Point-per-instance localization data:
• • • • •

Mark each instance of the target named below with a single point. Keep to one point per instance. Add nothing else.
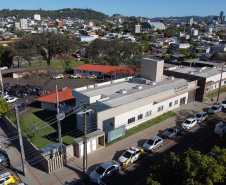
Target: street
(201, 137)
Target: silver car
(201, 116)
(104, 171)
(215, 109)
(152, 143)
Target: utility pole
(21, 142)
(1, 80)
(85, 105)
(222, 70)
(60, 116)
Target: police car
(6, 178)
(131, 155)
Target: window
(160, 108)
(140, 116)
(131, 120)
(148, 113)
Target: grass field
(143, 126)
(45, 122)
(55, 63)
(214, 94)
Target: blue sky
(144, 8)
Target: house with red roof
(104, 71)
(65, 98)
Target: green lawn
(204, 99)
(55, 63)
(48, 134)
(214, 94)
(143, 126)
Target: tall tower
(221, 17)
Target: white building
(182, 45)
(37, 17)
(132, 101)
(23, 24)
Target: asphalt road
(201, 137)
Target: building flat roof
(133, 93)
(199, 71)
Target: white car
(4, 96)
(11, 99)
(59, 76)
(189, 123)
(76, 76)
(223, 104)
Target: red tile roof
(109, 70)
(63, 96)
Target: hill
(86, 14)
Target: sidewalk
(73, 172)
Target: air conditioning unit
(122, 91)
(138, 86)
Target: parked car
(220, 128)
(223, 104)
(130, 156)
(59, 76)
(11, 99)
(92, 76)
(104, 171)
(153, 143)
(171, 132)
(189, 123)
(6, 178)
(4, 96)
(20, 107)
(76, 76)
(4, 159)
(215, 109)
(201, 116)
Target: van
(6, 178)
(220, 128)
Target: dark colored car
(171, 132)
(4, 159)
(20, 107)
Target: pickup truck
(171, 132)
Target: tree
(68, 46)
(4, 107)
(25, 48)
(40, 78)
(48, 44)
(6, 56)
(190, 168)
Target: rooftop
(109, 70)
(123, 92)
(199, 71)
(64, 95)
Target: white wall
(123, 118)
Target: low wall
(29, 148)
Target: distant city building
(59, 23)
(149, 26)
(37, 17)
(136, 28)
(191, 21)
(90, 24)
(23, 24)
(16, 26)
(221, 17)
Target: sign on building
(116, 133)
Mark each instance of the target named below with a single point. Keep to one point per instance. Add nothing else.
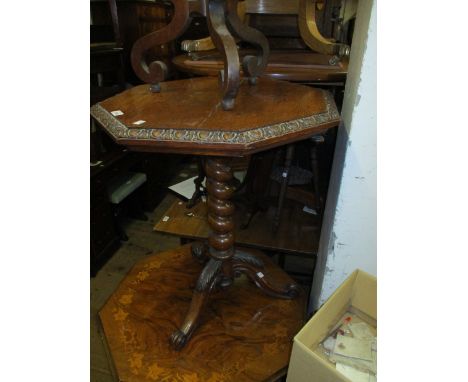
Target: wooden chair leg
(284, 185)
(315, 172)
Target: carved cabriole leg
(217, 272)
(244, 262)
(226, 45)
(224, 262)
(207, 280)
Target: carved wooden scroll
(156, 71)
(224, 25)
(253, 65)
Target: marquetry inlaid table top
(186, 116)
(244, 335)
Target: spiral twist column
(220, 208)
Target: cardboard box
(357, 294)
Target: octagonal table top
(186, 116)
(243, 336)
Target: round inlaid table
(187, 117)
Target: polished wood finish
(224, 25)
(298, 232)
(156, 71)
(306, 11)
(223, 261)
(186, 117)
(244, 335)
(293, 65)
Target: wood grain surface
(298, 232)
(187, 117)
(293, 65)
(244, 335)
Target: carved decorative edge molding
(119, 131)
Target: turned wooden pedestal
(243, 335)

• • • • •

Restate the data word for word while omitting each picture.

■ **Task output**
Mark each instance of the target named below with a single point. Keep to one point per instance. Add nothing else.
Target: street
(201, 137)
Target: silver car
(201, 116)
(104, 171)
(215, 109)
(152, 143)
Target: utility pole
(21, 142)
(1, 80)
(85, 105)
(222, 70)
(60, 116)
Target: police car
(6, 178)
(131, 155)
Target: window
(160, 108)
(140, 116)
(131, 120)
(148, 113)
Target: grass field
(143, 126)
(45, 122)
(55, 63)
(214, 94)
Target: blue sky
(144, 8)
Target: house with red roof
(104, 71)
(65, 98)
Target: green lawn
(204, 99)
(55, 63)
(48, 134)
(214, 94)
(143, 126)
Target: tall tower
(221, 17)
Target: white building
(182, 45)
(37, 17)
(132, 101)
(23, 24)
Target: asphalt road
(201, 137)
Target: building flat roof
(133, 93)
(199, 71)
Target: white car
(4, 96)
(11, 99)
(59, 76)
(189, 123)
(76, 76)
(223, 104)
Target: red tile roof
(109, 70)
(63, 96)
Target: hill
(86, 14)
Target: sidewalk
(73, 172)
Target: air conditioning unit
(122, 91)
(138, 86)
Target: parked car
(220, 128)
(223, 104)
(130, 156)
(59, 76)
(11, 99)
(92, 76)
(104, 171)
(153, 143)
(171, 132)
(189, 123)
(6, 178)
(4, 96)
(20, 107)
(76, 76)
(4, 159)
(215, 109)
(201, 116)
Target: van
(6, 178)
(220, 128)
Target: dark colored car
(171, 132)
(4, 159)
(20, 107)
Target: pickup truck
(171, 132)
Target: tree
(68, 46)
(4, 107)
(25, 48)
(40, 78)
(48, 44)
(6, 56)
(190, 168)
Target: rooftop
(109, 70)
(123, 92)
(199, 71)
(64, 95)
Target: white wall
(123, 118)
Target: low wall
(29, 148)
Target: distant city building
(59, 23)
(149, 26)
(37, 17)
(136, 28)
(191, 21)
(90, 24)
(23, 24)
(16, 26)
(221, 17)
Target: sign on building
(116, 133)
Mark each instance of the target named below with a single point. Keep to one point per instance. Add nothing else.
Target: wooden chair leg
(284, 185)
(315, 172)
Target: carved cabriole leg
(217, 272)
(244, 262)
(226, 45)
(224, 262)
(207, 280)
Target: carved wooden scroll
(156, 71)
(224, 25)
(253, 65)
Target: marquetry inlaid table top
(186, 116)
(244, 335)
Target: spiral twist column
(220, 208)
Target: cardboard box
(357, 294)
Target: octagonal table top
(186, 116)
(243, 336)
Target: round inlaid table
(187, 117)
Target: polished wood finish
(224, 25)
(298, 232)
(156, 71)
(306, 11)
(223, 261)
(186, 117)
(244, 335)
(293, 65)
Target: wood grain surface
(298, 232)
(187, 117)
(293, 65)
(244, 335)
Target: carved decorative edge molding
(119, 131)
Target: turned wooden pedestal
(243, 335)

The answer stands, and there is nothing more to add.